### Task to complete
Copy the records from the line containing "Q: Mark a point on every instance of the dark" through the line containing "Target: white paper wrapping", changing "sea bream" to "red porgy" and leaving everything else the same.

### Exercise materials

━━━━

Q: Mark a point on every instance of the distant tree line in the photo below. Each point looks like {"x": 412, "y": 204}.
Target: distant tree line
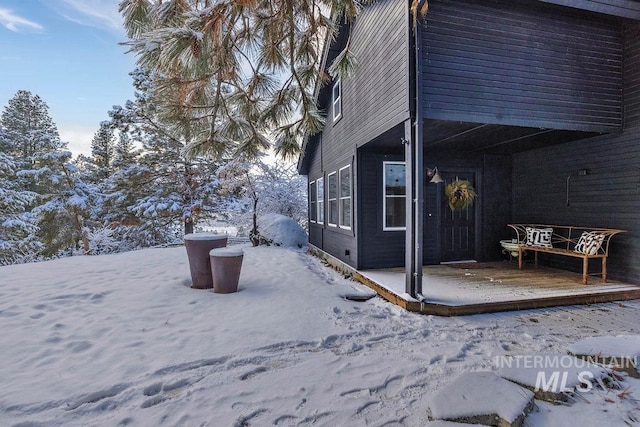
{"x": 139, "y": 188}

━━━━

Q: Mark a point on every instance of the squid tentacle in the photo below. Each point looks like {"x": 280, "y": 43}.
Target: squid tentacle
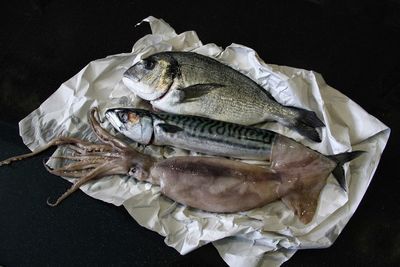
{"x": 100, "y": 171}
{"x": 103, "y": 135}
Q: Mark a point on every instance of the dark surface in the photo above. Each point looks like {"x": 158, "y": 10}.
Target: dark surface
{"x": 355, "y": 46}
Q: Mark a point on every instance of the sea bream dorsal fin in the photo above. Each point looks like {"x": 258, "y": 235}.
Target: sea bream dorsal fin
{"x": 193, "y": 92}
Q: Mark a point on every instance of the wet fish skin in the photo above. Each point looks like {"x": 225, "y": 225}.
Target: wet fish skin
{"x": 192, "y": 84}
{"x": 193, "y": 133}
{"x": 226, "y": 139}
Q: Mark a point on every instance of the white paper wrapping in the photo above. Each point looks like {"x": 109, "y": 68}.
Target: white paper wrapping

━━━━

### Problem solution
Q: Mark a point on every instance of the dark surface in the photo above. Each point looks like {"x": 158, "y": 10}.
Target: dark surface
{"x": 355, "y": 46}
Q: Mark a point on every instance of the red porgy dorsal fin in the photo above. Each point looks like {"x": 258, "y": 235}.
Target: red porgy dorsal fin
{"x": 193, "y": 92}
Q: Mark a point on every instance of the wet fish skin in the photo above. Each point looks like {"x": 225, "y": 225}.
Target: wet fish skin
{"x": 192, "y": 84}
{"x": 193, "y": 133}
{"x": 226, "y": 139}
Q: Mark a point on every instance of the white paper wrapping in the photo above. Each point looks like {"x": 109, "y": 68}.
Target: white paper wrapping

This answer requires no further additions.